Exercise objective
Copy everything in the passage on Agnes Fitzgibbon and Catharine Traill's book from "The Montreal Daily" down to "a few months.", word for word.

Text block
■ ■ ■ ■

The Montreal Daily News wrote: “This beautiful work must be regarded as a most valuable addition to the literature of Canada. It is a joint production of two ladies, Mrs. Agnes Fitzgibbon of Toronto and her aunt, Mrs. Traill of North Douro, a lady well-known to the literary world, sister of Miss Agnes Strickland, the celebrated authoress of the Lives of the Queens of England … Between them these ladies have produced a work of great merit; and we rise from its perusal full of hope for the future literary reputation of the Dominion.” The periodical New Century referred to the book as “[o]ne of the most remarkable works ever attempted by a woman.” Agnes Fitzgibbon, who had stayed in Montreal to oversee the first printing, easily found subscribers amongst that cosmopolitan city’s literary set for a second and then a third edition within a few months.

Spurred by success, Catharine and Agnes planned English and American editions, and further botanical collaborations. Catharine must have hoped that this triumph would stimulate interest amongst publishers for her longer manuscript about plants. But all these hopes and plans were quickly overtaken by events. A more attractive proposition than literary sweat and toil came along for pretty, clever Agnes Fitzgibbon: a new suitor. While selling subscriptions for Canadian Wild Flowers in Ottawa, she had been introduced to Colonel Brown Chamberlin. Chamberlin, a lawyer who owned the Montreal Gazette, was active in the militia and was the Conservative member of Parliament for the Eastern Townships riding of Missisquoi. Moreover, the dashing Colonel Chamberlin had served Sir John A. Macdonald, his political boss, so well that a patronage plum came his way: in early 1870, he was appointed Queen’s Printer, which gave him a very comfortable annual salary of $2,000. Within a year of first meeting, Agnes and her suitor were married. Agnes had achieved what every young widow of the era prayed for: a second chance. Moreover, unlike Charles Fitzgibbon, Brown Chamberlin offered the three Rs—he was rich, respectable and reliable. In 1871, thirty-eight-year-old Agnes Chamberlin gave birth to her fourth daughter and (counting the four earlier deaths) ninth child. She no longer had the time or inclination to scrape a living in the book world.

■ ■ ■ ■

Record extracts

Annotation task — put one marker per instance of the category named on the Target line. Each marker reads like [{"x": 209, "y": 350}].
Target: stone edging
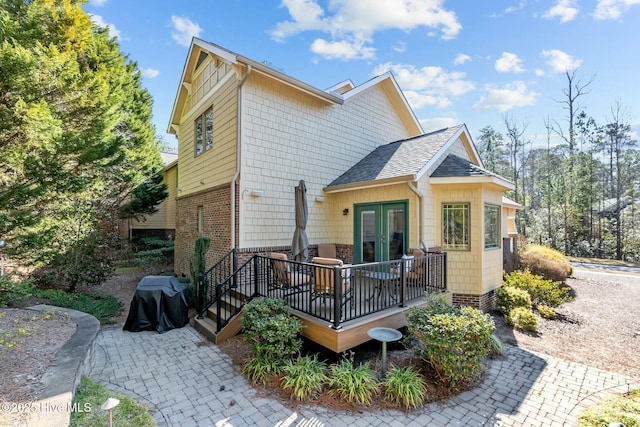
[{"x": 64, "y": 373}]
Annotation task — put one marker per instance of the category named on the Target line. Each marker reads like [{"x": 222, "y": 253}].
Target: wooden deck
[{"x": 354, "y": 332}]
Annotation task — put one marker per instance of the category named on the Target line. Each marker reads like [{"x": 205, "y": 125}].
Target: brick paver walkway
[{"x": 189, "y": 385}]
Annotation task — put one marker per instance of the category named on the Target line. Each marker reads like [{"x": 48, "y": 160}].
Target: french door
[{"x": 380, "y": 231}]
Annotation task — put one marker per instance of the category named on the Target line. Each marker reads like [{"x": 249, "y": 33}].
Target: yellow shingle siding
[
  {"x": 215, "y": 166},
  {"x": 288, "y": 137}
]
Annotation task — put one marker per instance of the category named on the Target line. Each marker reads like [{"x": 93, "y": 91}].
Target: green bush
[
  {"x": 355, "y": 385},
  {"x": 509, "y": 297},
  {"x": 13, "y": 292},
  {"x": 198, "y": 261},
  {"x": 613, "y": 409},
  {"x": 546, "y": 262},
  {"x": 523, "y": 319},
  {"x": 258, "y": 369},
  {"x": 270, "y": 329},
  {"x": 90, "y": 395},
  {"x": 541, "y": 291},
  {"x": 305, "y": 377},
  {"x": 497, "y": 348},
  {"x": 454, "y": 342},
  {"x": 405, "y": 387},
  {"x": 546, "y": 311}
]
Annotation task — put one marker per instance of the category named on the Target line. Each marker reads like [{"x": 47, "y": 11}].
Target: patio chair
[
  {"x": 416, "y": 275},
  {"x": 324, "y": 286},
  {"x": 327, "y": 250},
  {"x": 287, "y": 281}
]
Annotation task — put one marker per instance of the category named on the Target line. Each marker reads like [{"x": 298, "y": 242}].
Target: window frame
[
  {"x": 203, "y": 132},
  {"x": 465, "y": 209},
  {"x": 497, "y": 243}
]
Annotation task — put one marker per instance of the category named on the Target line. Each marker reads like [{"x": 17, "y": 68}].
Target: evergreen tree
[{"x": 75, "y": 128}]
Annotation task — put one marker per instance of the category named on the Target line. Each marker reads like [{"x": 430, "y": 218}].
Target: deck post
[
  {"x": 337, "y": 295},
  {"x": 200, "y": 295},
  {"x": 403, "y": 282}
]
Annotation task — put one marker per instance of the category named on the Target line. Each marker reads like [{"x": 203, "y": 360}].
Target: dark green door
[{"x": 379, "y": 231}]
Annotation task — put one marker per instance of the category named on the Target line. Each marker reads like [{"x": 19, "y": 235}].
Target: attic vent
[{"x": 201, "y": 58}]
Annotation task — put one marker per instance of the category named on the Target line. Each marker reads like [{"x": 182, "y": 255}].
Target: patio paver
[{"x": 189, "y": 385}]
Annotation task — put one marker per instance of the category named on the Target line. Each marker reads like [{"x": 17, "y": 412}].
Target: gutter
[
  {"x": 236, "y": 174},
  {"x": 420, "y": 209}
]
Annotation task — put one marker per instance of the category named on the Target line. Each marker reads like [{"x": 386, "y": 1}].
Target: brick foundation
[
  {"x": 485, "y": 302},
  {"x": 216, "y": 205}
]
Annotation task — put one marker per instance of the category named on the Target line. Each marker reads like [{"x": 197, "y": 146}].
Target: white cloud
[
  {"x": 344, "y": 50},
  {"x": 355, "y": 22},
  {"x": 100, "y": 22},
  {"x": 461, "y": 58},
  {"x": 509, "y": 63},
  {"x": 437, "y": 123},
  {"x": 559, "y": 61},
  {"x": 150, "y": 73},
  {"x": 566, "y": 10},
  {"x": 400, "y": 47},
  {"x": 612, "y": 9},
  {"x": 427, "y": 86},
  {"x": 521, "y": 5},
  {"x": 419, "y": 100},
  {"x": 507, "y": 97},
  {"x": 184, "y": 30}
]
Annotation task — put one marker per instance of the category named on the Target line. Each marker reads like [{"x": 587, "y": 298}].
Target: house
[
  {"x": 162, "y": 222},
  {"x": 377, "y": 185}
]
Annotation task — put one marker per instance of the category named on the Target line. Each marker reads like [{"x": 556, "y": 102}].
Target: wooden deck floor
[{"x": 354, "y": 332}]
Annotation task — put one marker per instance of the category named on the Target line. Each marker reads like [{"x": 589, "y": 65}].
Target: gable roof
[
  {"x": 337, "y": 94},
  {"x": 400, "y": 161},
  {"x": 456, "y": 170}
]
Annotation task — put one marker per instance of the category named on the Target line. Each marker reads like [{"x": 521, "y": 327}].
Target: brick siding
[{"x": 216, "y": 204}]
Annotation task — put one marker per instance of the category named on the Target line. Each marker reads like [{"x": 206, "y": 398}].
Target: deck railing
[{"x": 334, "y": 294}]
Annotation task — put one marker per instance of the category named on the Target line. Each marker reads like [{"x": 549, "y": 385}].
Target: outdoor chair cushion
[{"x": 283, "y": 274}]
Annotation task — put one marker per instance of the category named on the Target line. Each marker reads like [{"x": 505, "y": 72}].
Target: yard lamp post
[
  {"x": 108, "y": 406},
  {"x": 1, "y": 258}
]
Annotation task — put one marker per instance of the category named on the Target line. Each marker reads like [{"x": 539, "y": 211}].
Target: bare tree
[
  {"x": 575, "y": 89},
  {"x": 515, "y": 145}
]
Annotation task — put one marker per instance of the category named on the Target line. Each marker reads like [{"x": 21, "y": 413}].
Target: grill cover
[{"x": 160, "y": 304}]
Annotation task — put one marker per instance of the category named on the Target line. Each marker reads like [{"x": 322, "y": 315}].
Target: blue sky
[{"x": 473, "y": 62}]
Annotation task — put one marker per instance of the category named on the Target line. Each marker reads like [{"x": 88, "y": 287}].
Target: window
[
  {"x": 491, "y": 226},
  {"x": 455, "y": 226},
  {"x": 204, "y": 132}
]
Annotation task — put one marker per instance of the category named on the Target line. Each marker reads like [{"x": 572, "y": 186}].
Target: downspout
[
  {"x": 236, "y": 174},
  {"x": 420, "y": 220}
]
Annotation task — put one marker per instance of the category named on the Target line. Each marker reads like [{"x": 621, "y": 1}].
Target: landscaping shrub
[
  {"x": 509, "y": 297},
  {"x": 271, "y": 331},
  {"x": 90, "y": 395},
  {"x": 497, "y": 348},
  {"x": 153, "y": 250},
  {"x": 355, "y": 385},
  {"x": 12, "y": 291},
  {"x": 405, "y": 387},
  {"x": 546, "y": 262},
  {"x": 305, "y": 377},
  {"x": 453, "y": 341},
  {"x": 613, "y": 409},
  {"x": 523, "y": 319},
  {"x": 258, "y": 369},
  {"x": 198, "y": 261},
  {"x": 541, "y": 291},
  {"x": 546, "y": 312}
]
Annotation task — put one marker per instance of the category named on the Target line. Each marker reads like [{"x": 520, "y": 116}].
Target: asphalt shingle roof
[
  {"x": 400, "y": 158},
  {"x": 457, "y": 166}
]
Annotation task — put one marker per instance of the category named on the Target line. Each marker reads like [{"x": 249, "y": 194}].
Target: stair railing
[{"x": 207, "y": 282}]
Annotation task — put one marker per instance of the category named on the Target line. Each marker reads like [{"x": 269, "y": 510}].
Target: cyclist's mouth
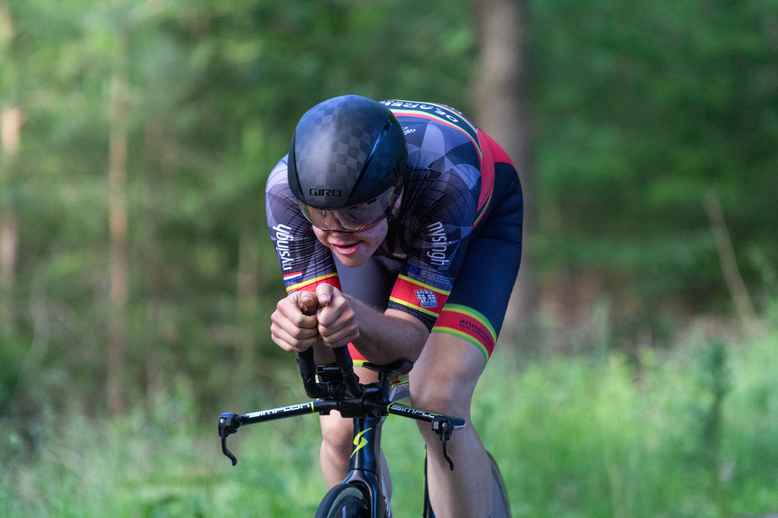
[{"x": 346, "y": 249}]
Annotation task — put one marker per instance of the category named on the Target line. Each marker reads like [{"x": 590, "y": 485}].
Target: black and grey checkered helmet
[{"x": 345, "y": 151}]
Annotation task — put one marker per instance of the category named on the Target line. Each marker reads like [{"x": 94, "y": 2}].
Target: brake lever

■ ■ ■ ■

Result of this task
The Montreal Daily News wrote: “This beautiful work must be regarded as a most valuable addition to the literature of Canada. It is a joint production of two ladies, Mrs. Agnes Fitzgibbon of Toronto and her aunt, Mrs. Traill of North Douro, a lady well-known to the literary world, sister of Miss Agnes Strickland, the celebrated authoress of the Lives of the Queens of England … Between them these ladies have produced a work of great merit; and we rise from its perusal full of hope for the future literary reputation of the Dominion.” The periodical New Century referred to the book as “[o]ne of the most remarkable works ever attempted by a woman.” Agnes Fitzgibbon, who had stayed in Montreal to oversee the first printing, easily found subscribers amongst that cosmopolitan city’s literary set for a second and then a third edition within a few months.